Every entry must be repeated exactly. Exclude all pictures.

(Entries from a point annotation set)
START
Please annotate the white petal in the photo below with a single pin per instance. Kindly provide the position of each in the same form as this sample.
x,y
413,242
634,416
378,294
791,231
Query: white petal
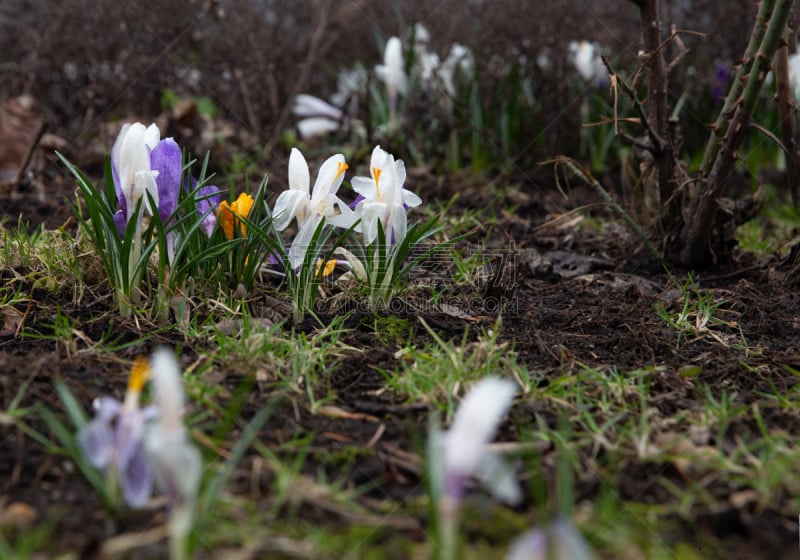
x,y
290,204
330,176
299,175
399,172
364,186
145,181
300,244
167,386
476,422
410,199
310,106
316,126
345,218
398,225
152,136
371,212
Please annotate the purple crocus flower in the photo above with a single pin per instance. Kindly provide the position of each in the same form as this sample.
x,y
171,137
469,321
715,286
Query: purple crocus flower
x,y
142,162
114,439
208,198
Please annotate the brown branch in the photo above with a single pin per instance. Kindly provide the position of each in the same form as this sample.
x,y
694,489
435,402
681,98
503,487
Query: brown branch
x,y
786,115
31,150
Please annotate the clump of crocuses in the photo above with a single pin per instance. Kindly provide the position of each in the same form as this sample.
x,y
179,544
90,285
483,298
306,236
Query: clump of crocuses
x,y
379,212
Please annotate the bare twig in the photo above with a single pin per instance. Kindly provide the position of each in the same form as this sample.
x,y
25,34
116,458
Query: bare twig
x,y
322,9
656,141
587,177
786,114
697,231
31,150
248,105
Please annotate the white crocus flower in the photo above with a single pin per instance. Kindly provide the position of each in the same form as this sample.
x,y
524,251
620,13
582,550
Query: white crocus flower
x,y
317,126
466,453
392,71
177,463
130,160
320,116
311,206
459,59
311,106
558,541
586,59
385,200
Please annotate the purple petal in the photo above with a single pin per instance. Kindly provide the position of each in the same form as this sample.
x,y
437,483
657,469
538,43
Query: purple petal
x,y
96,441
129,435
115,177
136,478
358,199
120,221
166,159
208,199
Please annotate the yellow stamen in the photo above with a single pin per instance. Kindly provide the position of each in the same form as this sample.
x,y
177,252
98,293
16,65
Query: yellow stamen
x,y
376,174
140,371
327,271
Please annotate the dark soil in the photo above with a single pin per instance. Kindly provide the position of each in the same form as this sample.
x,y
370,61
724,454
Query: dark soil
x,y
570,297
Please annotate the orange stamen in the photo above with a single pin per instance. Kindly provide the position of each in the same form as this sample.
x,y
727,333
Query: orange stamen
x,y
140,371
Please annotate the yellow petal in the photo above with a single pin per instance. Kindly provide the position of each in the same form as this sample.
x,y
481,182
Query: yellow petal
x,y
327,271
225,218
140,370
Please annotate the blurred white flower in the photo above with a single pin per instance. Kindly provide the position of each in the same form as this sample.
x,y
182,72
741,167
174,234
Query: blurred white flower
x,y
466,453
459,60
558,541
350,85
317,126
392,71
320,116
311,106
176,462
585,56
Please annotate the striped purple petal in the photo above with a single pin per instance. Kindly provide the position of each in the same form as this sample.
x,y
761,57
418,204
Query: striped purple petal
x,y
166,160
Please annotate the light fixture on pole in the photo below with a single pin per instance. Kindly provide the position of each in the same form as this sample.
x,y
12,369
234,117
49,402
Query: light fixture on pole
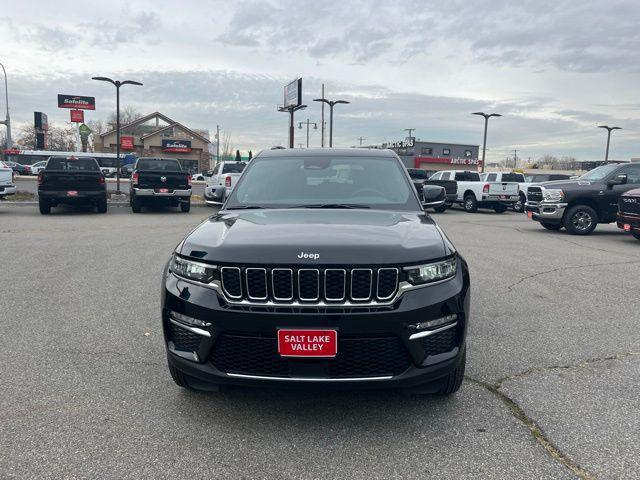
x,y
606,155
308,123
117,84
7,121
331,104
486,123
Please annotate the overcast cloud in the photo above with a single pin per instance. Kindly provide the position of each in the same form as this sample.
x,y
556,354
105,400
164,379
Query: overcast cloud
x,y
554,69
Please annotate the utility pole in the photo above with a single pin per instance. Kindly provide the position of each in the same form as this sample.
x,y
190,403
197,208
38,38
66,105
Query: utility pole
x,y
322,122
308,123
7,121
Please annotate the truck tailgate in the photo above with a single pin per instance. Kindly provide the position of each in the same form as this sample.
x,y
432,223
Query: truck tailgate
x,y
503,188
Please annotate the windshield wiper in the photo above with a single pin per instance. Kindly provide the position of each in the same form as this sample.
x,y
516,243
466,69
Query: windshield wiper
x,y
245,207
332,205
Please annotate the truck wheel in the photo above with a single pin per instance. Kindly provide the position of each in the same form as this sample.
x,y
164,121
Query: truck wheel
x,y
452,382
580,220
500,208
551,226
45,207
441,208
470,203
102,206
519,205
135,205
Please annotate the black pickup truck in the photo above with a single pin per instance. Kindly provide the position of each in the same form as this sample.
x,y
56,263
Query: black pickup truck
x,y
420,178
159,181
579,205
71,181
322,270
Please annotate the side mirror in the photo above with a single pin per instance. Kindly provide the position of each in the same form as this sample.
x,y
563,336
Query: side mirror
x,y
618,180
433,196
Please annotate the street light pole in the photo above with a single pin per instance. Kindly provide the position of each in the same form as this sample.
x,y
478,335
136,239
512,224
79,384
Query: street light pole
x,y
331,104
486,124
7,121
117,84
307,123
606,155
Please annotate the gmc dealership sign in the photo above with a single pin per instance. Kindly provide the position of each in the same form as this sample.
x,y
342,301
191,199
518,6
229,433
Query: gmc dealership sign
x,y
76,102
180,146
END
▶ SOLUTION:
Please annotate the white petal in the photo below with a single pin per instance. Kindly provide the position of each in the same form as this sample.
x,y
413,242
634,416
378,294
791,231
Query: white petal
x,y
290,204
330,176
299,175
399,172
364,186
145,181
300,244
167,386
476,422
410,199
310,106
316,126
345,218
398,225
152,136
371,212
Please annotate the purple crocus flower in the photo above with a single pin per instance. Kindly provide the position of each in the same form as this sample.
x,y
171,137
469,321
715,286
Query: purple crocus flower
x,y
142,162
114,439
208,198
Please annotate the brown branch in the photo above with a single pin per instance. Kindly provide the position of each in the same form as this sample.
x,y
694,489
435,402
681,98
503,487
Query: brown branch
x,y
786,115
31,150
Please annotate the clump of crocuses in the photo above with a single pin per instance. Kindly provide the position of each in the same form as this sample.
x,y
179,544
90,285
483,298
306,236
Query: clump of crocuses
x,y
379,212
Please annotate the bare twig in the photo above with a single pin per instance. Kindly provide the position of each in the same form as this sample.
x,y
25,34
116,458
Query: bare twig
x,y
322,9
656,141
587,177
786,114
697,231
31,150
248,105
Please annotate the white crocus flower in the photo above with a single pin per instance. Kindly provide the position of each in the same form as this sample.
x,y
524,251
620,13
582,550
Query: white crocus flower
x,y
317,126
466,453
392,71
177,463
130,160
320,116
311,206
459,59
311,106
558,541
586,59
385,200
Please annotate the purple petal in the photo above with a single pin per instance. Kindly provide the position of each in the same form as this sample.
x,y
437,483
657,469
538,43
Query: purple petal
x,y
96,441
129,435
115,177
136,478
358,199
120,221
166,159
208,199
Please annotate the yellow stamen in the photo above with a single pin per instance. Kindly provide the position of each in the same form as this sample.
x,y
177,252
98,293
16,65
Query: yellow stamen
x,y
376,174
140,371
327,271
Please annotate the dark soil in the photo above with a single pin per instance. Kindly provide the position of each in the same form as this sample.
x,y
370,61
724,454
Query: dark soil
x,y
570,297
Please annotate the orange stamen in the photo above with a single pin per instance. Kindly provide the position of each in the same form as this sample.
x,y
727,333
Query: orange stamen
x,y
140,371
Please annotate the yellow petal in the photo above with a single pin per instance. Kindly provide the position of each in the same form as this sample.
x,y
481,182
Query: yellow petal
x,y
327,271
225,218
140,370
Please annotate the blurred white flower in the photo above with a single pin per instance. Kindly provide the position of each in the same form as this sample.
x,y
182,72
741,167
174,234
Query: blurred white flower
x,y
466,453
459,60
558,541
350,85
317,126
392,71
320,116
311,106
176,462
585,56
Please annotate the striped purple petal in the photo above with a single pin per instance. Kindly provide the position of each in the same form as this sample.
x,y
761,57
418,204
Query: striped purple petal
x,y
166,160
Please annotate the light fixture on pole in the photo below with a single pin per instance. Kindly provide the position of each in the same form as this sample.
x,y
12,369
234,117
49,402
Query: light fixture on pole
x,y
606,155
308,123
117,84
7,121
331,104
486,123
Please annotate the overcast cloud in the photo above with a single pin per instance. Kindly provide the position of each in the same form as this sample.
x,y
556,354
105,400
164,379
Query: overcast cloud
x,y
554,69
Please annotate the utility pole in the photo above with a single pin per instance. Kindly provide the position of each in the same form as this sample.
x,y
190,403
197,208
38,38
66,105
Query: utility pole
x,y
322,122
308,123
7,121
Please annotate the truck tailgate in the photo above with a single pin per instance. Kindly provide the position of each in the same form as this sample.
x,y
432,223
Query: truck tailgate
x,y
503,188
Please annotate the windshield wiper in the photo above with a single pin per instance. Kindly provide the position of each in the same form as this sample.
x,y
516,243
466,69
Query: windshield wiper
x,y
245,207
332,205
Please annotate the truck wheel in the photo above with a single pin per instance. Kindly provide the position of each in the same form as this sample.
x,y
164,121
Query: truck wheel
x,y
452,382
580,220
500,208
551,226
45,207
441,208
470,203
102,206
519,205
135,205
Please annotate the black pickup truck in the photo above with a single pin per instance. Kindly provide the position of each in the same form as this sample.
x,y
56,263
Query: black pickup truck
x,y
420,178
159,181
579,205
71,181
322,270
Please annotate the side mirror in the photo above with a single pin per instance. Kindly provide the position of each in the same form as this sample.
x,y
563,336
Query: side mirror
x,y
618,180
433,196
Please annotate the street light pole in the photo above with a single pin per instance. Kindly provide the position of each in the same form as this sample.
x,y
478,335
136,239
512,224
79,384
Query: street light pole
x,y
331,104
486,124
7,121
117,84
307,123
606,155
Please annotate the gmc dealership sign in the photo above with a single pin per instance. Kindly provide the position of each in the same form as this sample.
x,y
342,301
191,199
518,6
229,433
Query: gmc dealership sign
x,y
76,102
180,146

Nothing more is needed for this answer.